─── SUPPLIED DATA
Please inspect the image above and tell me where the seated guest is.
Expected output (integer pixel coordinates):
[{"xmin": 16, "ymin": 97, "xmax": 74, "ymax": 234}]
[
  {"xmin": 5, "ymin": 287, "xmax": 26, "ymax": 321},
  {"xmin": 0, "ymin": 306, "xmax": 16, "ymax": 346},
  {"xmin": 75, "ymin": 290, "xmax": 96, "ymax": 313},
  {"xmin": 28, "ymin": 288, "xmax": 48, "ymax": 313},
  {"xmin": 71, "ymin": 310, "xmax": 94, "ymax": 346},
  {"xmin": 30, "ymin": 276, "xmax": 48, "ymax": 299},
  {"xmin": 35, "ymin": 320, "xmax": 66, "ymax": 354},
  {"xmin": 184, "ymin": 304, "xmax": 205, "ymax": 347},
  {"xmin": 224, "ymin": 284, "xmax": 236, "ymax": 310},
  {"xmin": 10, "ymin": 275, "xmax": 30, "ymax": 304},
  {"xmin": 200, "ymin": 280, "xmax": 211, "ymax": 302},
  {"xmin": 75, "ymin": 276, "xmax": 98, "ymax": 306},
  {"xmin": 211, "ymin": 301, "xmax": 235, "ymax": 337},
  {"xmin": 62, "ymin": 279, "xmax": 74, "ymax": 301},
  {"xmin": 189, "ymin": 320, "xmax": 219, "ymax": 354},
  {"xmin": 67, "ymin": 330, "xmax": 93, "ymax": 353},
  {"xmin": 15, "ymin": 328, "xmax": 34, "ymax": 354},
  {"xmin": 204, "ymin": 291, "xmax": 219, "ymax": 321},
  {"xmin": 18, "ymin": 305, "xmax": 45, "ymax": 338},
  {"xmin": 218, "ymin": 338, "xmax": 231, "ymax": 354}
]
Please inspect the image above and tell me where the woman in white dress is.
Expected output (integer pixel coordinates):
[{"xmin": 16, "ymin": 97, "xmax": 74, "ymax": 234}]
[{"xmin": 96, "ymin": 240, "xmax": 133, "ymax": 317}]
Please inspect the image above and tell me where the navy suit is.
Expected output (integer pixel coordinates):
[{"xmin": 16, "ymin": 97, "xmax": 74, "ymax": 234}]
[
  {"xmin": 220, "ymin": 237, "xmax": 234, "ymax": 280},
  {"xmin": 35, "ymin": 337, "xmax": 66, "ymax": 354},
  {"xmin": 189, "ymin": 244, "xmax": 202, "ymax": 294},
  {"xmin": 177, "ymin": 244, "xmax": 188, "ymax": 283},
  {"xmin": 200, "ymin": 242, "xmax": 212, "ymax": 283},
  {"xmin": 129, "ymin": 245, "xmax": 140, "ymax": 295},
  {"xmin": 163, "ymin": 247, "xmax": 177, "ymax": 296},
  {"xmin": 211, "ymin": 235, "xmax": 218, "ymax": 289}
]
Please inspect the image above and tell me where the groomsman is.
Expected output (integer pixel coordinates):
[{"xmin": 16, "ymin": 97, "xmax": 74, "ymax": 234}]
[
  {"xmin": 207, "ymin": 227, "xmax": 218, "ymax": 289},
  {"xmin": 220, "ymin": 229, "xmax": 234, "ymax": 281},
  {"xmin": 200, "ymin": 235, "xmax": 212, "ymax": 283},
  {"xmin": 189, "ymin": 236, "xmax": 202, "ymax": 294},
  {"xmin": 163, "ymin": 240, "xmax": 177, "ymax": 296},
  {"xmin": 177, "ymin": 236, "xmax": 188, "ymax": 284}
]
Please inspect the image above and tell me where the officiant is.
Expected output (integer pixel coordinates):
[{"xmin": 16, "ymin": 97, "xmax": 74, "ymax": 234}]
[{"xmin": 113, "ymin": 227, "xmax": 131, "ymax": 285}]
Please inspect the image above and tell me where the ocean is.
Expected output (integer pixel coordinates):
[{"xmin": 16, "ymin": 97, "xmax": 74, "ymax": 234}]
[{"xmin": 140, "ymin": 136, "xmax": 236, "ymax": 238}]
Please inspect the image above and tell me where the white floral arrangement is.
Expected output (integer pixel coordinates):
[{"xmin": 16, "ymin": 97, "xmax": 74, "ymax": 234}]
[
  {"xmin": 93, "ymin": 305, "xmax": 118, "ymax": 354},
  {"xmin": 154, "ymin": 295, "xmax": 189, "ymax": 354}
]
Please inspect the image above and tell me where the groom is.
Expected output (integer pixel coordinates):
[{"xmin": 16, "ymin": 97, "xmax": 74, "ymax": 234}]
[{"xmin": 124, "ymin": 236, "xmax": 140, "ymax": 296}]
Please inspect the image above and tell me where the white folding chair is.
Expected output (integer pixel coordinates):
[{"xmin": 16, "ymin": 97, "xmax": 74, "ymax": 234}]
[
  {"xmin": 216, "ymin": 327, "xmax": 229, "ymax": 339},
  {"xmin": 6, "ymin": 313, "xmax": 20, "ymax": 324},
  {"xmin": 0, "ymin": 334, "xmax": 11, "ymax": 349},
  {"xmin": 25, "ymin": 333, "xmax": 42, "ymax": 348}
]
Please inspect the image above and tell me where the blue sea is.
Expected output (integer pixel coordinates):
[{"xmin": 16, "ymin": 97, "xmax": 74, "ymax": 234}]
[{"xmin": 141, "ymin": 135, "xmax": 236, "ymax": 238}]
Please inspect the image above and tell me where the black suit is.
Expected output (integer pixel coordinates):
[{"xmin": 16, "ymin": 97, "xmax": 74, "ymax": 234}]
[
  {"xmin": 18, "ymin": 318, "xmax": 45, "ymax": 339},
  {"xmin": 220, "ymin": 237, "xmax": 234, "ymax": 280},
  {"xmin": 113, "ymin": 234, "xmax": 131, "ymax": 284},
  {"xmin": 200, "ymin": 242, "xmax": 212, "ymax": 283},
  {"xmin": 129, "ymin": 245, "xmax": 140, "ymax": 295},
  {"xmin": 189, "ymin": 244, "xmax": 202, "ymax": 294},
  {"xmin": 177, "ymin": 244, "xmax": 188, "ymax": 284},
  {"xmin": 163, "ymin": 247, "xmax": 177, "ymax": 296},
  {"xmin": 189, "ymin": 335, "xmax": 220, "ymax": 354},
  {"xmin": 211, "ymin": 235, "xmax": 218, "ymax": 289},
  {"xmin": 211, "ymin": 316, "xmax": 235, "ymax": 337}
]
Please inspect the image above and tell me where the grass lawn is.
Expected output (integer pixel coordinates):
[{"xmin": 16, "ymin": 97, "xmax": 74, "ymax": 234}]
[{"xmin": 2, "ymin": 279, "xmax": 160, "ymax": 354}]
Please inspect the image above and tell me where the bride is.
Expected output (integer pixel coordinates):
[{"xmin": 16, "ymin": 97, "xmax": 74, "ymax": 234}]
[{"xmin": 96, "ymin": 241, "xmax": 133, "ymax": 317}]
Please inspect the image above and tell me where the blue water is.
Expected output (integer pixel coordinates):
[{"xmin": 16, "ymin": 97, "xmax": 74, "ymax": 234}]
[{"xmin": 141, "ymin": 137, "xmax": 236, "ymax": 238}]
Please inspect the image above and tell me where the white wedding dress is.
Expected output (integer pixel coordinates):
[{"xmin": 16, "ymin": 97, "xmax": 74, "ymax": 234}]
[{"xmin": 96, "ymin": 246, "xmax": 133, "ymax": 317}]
──────
> **TASK INSTRUCTIONS**
Can you reproduce, word for word, the lines above from the one with "Please inspect the image above and tell me where the grass" through the end of the listing?

> **WRITTEN RESPONSE**
Please inspect the image above and tell me where the grass lawn is.
Expected output (integer pixel coordinates):
[{"xmin": 16, "ymin": 97, "xmax": 74, "ymax": 234}]
[{"xmin": 2, "ymin": 279, "xmax": 160, "ymax": 354}]
Please inspect the image above and tell me where the bride is.
Expected output (integer pixel coordinates):
[{"xmin": 16, "ymin": 97, "xmax": 74, "ymax": 234}]
[{"xmin": 96, "ymin": 241, "xmax": 133, "ymax": 317}]
Please inspect the image above and tell me where the blue water is.
Expected output (integer pixel coordinates):
[{"xmin": 16, "ymin": 97, "xmax": 74, "ymax": 234}]
[{"xmin": 141, "ymin": 137, "xmax": 236, "ymax": 238}]
Please inspect the image above and tell me where the white wedding dress is.
Expected output (integer pixel coordinates):
[{"xmin": 16, "ymin": 97, "xmax": 74, "ymax": 234}]
[{"xmin": 96, "ymin": 246, "xmax": 133, "ymax": 317}]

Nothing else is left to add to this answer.